--- Your task ---
Reproduce each of the following lines verbatim, without any alteration.

--- Supplied data ---
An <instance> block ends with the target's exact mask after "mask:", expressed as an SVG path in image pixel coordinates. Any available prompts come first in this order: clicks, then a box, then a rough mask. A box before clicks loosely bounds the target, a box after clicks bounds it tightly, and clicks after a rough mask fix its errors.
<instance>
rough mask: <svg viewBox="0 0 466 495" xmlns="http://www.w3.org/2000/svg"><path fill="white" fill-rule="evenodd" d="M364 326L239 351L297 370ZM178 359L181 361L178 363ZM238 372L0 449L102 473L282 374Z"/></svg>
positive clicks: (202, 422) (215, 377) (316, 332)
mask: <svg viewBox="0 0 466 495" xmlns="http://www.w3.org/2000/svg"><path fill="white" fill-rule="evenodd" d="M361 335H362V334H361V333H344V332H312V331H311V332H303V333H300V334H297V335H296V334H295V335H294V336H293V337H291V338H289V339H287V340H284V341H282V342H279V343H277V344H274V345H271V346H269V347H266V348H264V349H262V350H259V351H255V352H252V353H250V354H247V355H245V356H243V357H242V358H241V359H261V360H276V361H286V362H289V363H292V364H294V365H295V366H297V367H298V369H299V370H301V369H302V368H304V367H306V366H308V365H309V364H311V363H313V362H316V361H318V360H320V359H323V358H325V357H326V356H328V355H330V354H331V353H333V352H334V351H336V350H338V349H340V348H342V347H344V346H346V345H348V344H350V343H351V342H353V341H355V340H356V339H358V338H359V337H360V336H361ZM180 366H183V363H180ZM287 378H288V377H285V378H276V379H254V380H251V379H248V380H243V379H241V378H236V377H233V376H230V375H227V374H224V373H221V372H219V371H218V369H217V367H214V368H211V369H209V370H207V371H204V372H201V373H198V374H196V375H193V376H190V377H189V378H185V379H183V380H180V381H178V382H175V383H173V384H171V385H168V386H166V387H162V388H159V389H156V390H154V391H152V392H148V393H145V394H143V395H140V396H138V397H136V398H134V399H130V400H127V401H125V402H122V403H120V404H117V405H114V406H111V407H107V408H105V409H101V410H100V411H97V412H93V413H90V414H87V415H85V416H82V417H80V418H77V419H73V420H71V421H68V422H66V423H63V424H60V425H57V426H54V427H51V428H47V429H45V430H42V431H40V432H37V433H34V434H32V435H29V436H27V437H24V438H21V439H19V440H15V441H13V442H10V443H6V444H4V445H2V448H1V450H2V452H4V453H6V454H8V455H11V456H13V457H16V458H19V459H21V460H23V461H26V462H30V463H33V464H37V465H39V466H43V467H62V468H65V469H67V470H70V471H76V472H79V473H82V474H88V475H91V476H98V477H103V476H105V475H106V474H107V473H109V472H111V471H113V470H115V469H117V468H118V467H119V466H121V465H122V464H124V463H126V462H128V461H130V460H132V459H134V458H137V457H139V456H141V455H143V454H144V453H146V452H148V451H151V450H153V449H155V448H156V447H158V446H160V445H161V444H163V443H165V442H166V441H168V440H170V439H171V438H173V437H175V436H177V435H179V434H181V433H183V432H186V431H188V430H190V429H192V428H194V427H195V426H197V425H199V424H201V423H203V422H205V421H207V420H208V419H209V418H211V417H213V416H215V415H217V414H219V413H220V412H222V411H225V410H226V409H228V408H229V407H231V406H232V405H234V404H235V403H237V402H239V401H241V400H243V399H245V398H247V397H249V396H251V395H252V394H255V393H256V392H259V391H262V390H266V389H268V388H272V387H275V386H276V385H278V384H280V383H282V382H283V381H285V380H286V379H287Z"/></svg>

--- Task answer ---
An <instance> block ends with the target's exact mask after "mask:", expressed as an SVG path in image pixel coordinates. Any available prompts come first in this order: clicks, then a box, then a rough mask. A box before clicks loosely bounds the target, a box after clicks bounds it tightly, and clicks after a rough mask fix its errors.
<instance>
rough mask: <svg viewBox="0 0 466 495" xmlns="http://www.w3.org/2000/svg"><path fill="white" fill-rule="evenodd" d="M364 326L239 351L297 370ZM178 359L181 361L178 363ZM238 372L0 449L102 473L282 374Z"/></svg>
positive clicks: (202, 422) (215, 377) (316, 332)
mask: <svg viewBox="0 0 466 495" xmlns="http://www.w3.org/2000/svg"><path fill="white" fill-rule="evenodd" d="M361 335H362V334H361V333H344V332H312V331H311V332H303V333H300V334H297V335H296V334H295V335H294V336H293V337H291V338H289V339H287V340H284V341H282V342H279V343H277V344H274V345H271V346H269V347H266V348H264V349H262V350H259V351H255V352H252V353H250V354H247V355H245V356H243V357H242V358H241V359H261V360H276V361H286V362H289V363H292V364H294V365H295V366H297V367H298V369H299V370H301V369H302V368H304V367H306V366H308V365H309V364H311V363H313V362H316V361H318V360H320V359H323V358H325V357H326V356H328V355H330V354H331V353H333V352H334V351H336V350H338V349H340V348H342V347H344V346H346V345H348V344H350V343H351V342H353V341H355V340H356V339H358V338H359V337H360V336H361ZM180 366H183V363H180ZM287 378H288V377H285V378H276V379H254V380H251V379H248V380H243V379H241V378H236V377H233V376H230V375H227V374H224V373H221V372H219V371H218V369H217V367H214V368H211V369H209V370H207V371H204V372H201V373H198V374H196V375H193V376H190V377H189V378H185V379H183V380H180V381H178V382H175V383H173V384H171V385H168V386H166V387H162V388H159V389H156V390H154V391H152V392H148V393H145V394H143V395H140V396H138V397H136V398H134V399H130V400H127V401H125V402H122V403H120V404H117V405H114V406H111V407H107V408H105V409H101V410H100V411H97V412H93V413H90V414H87V415H85V416H82V417H80V418H77V419H73V420H71V421H68V422H66V423H63V424H60V425H57V426H54V427H51V428H47V429H45V430H42V431H40V432H37V433H34V434H32V435H29V436H27V437H24V438H21V439H19V440H15V441H13V442H10V443H6V444H4V445H2V448H1V450H2V452H4V453H6V454H8V455H11V456H13V457H16V458H19V459H21V460H23V461H26V462H30V463H33V464H37V465H39V466H43V467H62V468H65V469H67V470H70V471H76V472H79V473H82V474H88V475H91V476H98V477H103V476H105V475H106V474H107V473H109V472H111V471H113V470H115V469H117V468H118V467H119V466H121V465H122V464H124V463H126V462H128V461H130V460H132V459H134V458H137V457H139V456H141V455H143V454H144V453H146V452H148V451H151V450H153V449H155V448H156V447H158V446H160V445H161V444H163V443H165V442H166V441H168V440H170V439H171V438H173V437H175V436H177V435H179V434H181V433H183V432H186V431H188V430H190V429H192V428H194V427H195V426H197V425H199V424H201V423H203V422H205V421H207V420H208V419H209V418H211V417H213V416H215V415H217V414H219V413H220V412H222V411H225V410H226V409H228V408H229V407H231V406H232V405H234V404H235V403H237V402H239V401H241V400H243V399H245V398H247V397H249V396H251V395H252V394H255V393H256V392H259V391H262V390H266V389H268V388H272V387H275V386H276V385H278V384H280V383H282V382H283V381H285V380H286V379H287Z"/></svg>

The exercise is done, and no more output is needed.